* _EXERCISE TASK_
Extract every line of the records below that contains the string "white", counting only case-sensitive matches.

Records from a dataset
+===+
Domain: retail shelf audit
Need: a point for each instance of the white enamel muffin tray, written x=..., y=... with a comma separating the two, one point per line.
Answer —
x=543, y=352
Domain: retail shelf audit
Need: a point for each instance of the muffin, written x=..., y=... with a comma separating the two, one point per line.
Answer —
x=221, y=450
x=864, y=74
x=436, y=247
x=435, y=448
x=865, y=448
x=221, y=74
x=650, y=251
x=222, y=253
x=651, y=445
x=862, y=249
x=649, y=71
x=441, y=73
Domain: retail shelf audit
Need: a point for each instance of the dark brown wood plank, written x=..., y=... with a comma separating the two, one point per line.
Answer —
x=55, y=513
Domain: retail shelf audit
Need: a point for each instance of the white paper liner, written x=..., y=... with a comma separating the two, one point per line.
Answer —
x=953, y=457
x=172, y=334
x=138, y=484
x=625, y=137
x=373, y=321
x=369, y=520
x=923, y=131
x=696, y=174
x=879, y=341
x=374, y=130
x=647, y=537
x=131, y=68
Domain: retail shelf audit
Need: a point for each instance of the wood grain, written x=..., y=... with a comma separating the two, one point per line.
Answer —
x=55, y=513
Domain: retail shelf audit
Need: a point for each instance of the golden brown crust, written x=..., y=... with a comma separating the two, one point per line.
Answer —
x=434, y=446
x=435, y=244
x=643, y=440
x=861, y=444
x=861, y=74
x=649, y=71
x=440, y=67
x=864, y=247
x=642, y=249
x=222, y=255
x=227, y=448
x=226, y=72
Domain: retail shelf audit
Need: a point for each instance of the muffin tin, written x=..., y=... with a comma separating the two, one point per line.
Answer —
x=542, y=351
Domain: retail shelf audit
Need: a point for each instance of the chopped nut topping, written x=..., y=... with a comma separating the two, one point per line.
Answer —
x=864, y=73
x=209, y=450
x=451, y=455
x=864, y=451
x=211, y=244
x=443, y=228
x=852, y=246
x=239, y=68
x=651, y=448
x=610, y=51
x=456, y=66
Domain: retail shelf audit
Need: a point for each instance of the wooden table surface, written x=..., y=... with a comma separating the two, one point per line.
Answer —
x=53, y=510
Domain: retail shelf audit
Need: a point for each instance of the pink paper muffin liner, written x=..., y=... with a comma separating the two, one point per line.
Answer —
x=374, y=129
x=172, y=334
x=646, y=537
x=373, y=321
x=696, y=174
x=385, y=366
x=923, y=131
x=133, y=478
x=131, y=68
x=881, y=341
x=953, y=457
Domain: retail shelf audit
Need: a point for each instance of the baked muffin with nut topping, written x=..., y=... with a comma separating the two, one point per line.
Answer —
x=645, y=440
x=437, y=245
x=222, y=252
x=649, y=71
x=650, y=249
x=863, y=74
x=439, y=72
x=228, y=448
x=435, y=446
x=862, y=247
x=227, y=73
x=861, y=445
+===+
* _RESULT OF THIS EXERCISE_
Need: a point for each instance of the white enamel muffin tray, written x=..., y=... with a comma separating the two, one point per line.
Need: a point for each instance of the white paper liner, written x=..., y=... with a comma separating the two, one point per line.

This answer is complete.